Segment Start: SOURCE MATERIAL

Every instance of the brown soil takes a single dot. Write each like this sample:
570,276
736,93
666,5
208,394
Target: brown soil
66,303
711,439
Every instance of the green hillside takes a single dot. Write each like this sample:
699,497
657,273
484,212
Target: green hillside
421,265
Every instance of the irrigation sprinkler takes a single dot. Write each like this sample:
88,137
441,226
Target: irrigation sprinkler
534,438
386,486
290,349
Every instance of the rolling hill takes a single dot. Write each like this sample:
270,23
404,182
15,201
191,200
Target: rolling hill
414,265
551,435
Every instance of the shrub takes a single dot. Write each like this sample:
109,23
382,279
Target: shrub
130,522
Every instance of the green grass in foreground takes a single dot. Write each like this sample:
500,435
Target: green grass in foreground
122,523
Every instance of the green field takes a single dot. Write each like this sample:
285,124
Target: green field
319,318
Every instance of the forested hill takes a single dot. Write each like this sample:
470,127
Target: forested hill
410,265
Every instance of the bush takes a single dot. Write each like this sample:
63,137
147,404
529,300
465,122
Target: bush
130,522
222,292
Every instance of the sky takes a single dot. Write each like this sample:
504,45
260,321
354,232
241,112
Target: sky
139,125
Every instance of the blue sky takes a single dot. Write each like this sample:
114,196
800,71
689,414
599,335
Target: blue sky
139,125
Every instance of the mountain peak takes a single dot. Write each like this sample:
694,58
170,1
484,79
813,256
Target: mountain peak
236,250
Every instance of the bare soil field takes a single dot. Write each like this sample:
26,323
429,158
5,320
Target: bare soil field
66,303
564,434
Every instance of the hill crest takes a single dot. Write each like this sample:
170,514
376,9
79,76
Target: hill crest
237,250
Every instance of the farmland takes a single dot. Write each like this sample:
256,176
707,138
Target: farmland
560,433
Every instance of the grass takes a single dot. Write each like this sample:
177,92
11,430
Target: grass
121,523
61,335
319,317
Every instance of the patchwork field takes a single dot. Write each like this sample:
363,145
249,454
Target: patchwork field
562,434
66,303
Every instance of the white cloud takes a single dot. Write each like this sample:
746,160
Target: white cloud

Segment End: SOURCE MATERIAL

BRIEF: A word-for-word transcription of all the data is needed.

PROBLEM SOLUTION:
Every instance of the brown soil takes a single dot. Write each like this sample:
570,276
736,93
666,5
208,394
Target: brown soil
66,303
711,439
Every instance of the green hillside takes a single dot. Write each like this sample:
699,497
657,273
484,212
Target: green hillside
421,265
Every instance of the irrigation sprinkler takes a single dot. Write each like this sample:
88,137
441,226
Target: irrigation sprinkler
534,438
386,486
290,349
Every instance of the rolling hill takes a single dot. Write each like this sample:
270,23
404,182
15,201
191,200
Target: rolling hill
414,265
551,435
Every instance of the shrub takes a single dot. Write each like this sample:
109,23
382,279
Target: shrub
130,522
Every instance of the green grass in foreground takes a single dot. Write each like this sample:
500,435
Target: green grass in foreground
122,523
Every instance of the green field takes a single dot. Write each like this sample:
285,124
Target: green field
319,318
Every instance of the forested hill takes a single dot. Write each like this sample:
470,127
Target: forested hill
410,265
Every instance of the bush takes a single dot. Write each like this sample:
63,137
147,404
529,300
465,122
Target: bush
130,522
222,292
Every instance of the sky takes a single dot. Write each like this sample:
504,45
260,321
354,232
241,112
Target: sky
139,125
Every instance of the blue sky takes a single dot. Write each like this sample:
114,196
800,71
689,414
599,335
Target: blue sky
139,125
Every instance of the mountain peak takes a single dot. Write each like this sample:
694,58
170,1
484,79
813,256
Target: mountain peak
236,250
Every instance of the bare soil field takes a single dot. Write each like this sample:
26,323
429,158
5,320
Target: bare soil field
66,303
564,434
Every instance of the hill crest takes a single dot. Write each like this sample:
170,514
376,9
79,76
Target: hill crest
237,250
Every instance of the farmland takes a single dot. Write each like this sample:
256,176
707,138
Target: farmland
560,433
Every instance of the grass takes a single dot. Write each like this sample:
177,92
11,430
Target: grass
121,523
61,335
319,317
Every instance of the patchwork field takes a single dot. Write each like this sample:
363,145
249,454
Target: patchwork field
562,434
66,303
Every instance of the white cloud takes a single dot. Write each like this sample:
746,160
Target: white cloud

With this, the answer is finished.